━━━━━ Supplied records ━━━━━

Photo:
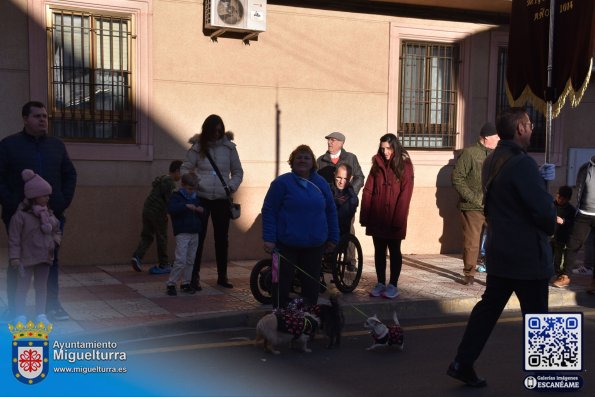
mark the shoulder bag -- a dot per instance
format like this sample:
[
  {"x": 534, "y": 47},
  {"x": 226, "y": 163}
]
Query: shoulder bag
[{"x": 235, "y": 210}]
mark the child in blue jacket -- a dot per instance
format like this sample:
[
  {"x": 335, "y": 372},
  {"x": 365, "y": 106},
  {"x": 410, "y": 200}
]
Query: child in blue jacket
[{"x": 184, "y": 209}]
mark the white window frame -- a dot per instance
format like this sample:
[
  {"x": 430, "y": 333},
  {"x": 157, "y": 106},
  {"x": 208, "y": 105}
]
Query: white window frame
[
  {"x": 437, "y": 34},
  {"x": 140, "y": 11}
]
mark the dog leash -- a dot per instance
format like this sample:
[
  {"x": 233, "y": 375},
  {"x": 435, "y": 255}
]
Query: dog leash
[{"x": 277, "y": 263}]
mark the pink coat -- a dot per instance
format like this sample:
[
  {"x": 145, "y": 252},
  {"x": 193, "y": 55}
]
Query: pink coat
[
  {"x": 385, "y": 201},
  {"x": 28, "y": 242}
]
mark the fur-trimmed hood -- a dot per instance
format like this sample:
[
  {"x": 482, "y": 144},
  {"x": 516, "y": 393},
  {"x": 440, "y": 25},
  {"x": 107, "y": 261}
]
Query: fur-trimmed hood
[
  {"x": 224, "y": 153},
  {"x": 196, "y": 137}
]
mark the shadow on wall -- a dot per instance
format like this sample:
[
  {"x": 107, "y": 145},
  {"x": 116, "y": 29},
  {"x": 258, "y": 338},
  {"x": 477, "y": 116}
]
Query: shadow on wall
[{"x": 446, "y": 201}]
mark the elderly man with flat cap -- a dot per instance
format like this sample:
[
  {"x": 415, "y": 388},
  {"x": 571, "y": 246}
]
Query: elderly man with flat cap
[
  {"x": 466, "y": 179},
  {"x": 328, "y": 162}
]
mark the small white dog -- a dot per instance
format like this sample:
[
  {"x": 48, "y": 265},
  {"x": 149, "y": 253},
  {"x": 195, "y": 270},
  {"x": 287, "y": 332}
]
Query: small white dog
[
  {"x": 274, "y": 330},
  {"x": 383, "y": 335}
]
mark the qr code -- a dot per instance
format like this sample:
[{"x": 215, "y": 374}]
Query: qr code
[{"x": 553, "y": 342}]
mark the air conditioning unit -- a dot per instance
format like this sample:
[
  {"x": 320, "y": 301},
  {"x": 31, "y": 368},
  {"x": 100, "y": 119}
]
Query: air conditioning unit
[{"x": 236, "y": 15}]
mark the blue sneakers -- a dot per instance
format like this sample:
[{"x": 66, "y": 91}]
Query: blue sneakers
[{"x": 136, "y": 264}]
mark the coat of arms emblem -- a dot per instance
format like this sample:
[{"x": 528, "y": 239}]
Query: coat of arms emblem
[{"x": 30, "y": 351}]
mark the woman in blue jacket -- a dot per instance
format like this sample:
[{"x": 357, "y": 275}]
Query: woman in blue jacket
[{"x": 299, "y": 219}]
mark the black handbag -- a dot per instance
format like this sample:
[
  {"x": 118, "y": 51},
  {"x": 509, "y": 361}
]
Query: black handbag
[{"x": 235, "y": 209}]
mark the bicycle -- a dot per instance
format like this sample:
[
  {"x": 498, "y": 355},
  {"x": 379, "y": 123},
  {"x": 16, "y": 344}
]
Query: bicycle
[{"x": 345, "y": 264}]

━━━━━

* Required work: Output the entries above verbatim, leaving out images.

* Problem solution:
Photo:
mark the shoulder bag -- a dot per instance
format like this sample:
[
  {"x": 534, "y": 47},
  {"x": 226, "y": 163}
]
Query: shoulder bag
[{"x": 235, "y": 210}]
mark the child in blue jacket -- a dot per instance
format like this sample:
[
  {"x": 335, "y": 372},
  {"x": 365, "y": 106},
  {"x": 410, "y": 200}
]
Query: child in blue jacket
[{"x": 184, "y": 209}]
mark the white window frame -- a dot per instance
format like this sample:
[
  {"x": 430, "y": 333},
  {"x": 157, "y": 106},
  {"x": 208, "y": 105}
]
Query: white window frame
[
  {"x": 437, "y": 34},
  {"x": 140, "y": 11}
]
mark the dog leash -- a dot per instance
format like this sample:
[
  {"x": 233, "y": 375},
  {"x": 435, "y": 255}
]
Query: dog leash
[{"x": 277, "y": 263}]
mark the pink coat -- a dot per instance
format like this sample:
[
  {"x": 145, "y": 252},
  {"x": 193, "y": 55}
]
Query: pink coat
[
  {"x": 385, "y": 201},
  {"x": 28, "y": 242}
]
mark the fur-trimmed hood -- a dot per instance
format like this sample:
[
  {"x": 482, "y": 144},
  {"x": 516, "y": 393},
  {"x": 440, "y": 25},
  {"x": 107, "y": 261}
]
Query: fur-trimmed hood
[
  {"x": 224, "y": 153},
  {"x": 196, "y": 137}
]
mark the shadow on wall -- a dot per instance
format like this sample:
[
  {"x": 107, "y": 145},
  {"x": 116, "y": 29},
  {"x": 258, "y": 338},
  {"x": 477, "y": 116}
]
Query: shadow on wall
[{"x": 446, "y": 201}]
mark the elderly man with flat cap -- a dot per instance
format like this sample:
[
  {"x": 415, "y": 388},
  {"x": 571, "y": 246}
]
Query: elderly man with flat cap
[
  {"x": 466, "y": 179},
  {"x": 328, "y": 162}
]
mark the small white dog -- a dot per instance
format like this sample:
[
  {"x": 48, "y": 265},
  {"x": 149, "y": 253},
  {"x": 195, "y": 270},
  {"x": 287, "y": 332}
]
Query: small white dog
[
  {"x": 274, "y": 330},
  {"x": 383, "y": 335}
]
mark the qr code -- a dot per instance
format like this sample:
[{"x": 215, "y": 374}]
Query: qr code
[{"x": 553, "y": 342}]
mark the air conditioning unit -- a dot per instance
format like this sample:
[
  {"x": 320, "y": 301},
  {"x": 31, "y": 368},
  {"x": 100, "y": 119}
]
Query: air conditioning unit
[{"x": 236, "y": 15}]
mark the blue sneakers -- a dot per instance
format like this sample:
[{"x": 66, "y": 91}]
Query: blue sneakers
[{"x": 136, "y": 264}]
mark the coat of arms emblem -- a dot per instance
format like this sample:
[{"x": 528, "y": 239}]
Query: coat of arms emblem
[{"x": 30, "y": 351}]
mark the woman in blue jacket -- a dot per instance
format like this sample:
[{"x": 357, "y": 275}]
Query: woman in blue jacket
[{"x": 299, "y": 219}]
mark the black handbag -- a dot per instance
format like this sample:
[
  {"x": 118, "y": 51},
  {"x": 509, "y": 361}
]
Query: black handbag
[{"x": 235, "y": 209}]
mark the bicycle -- a dot per instance
format like this sample:
[
  {"x": 498, "y": 355},
  {"x": 379, "y": 123},
  {"x": 16, "y": 344}
]
Query: bicycle
[{"x": 345, "y": 264}]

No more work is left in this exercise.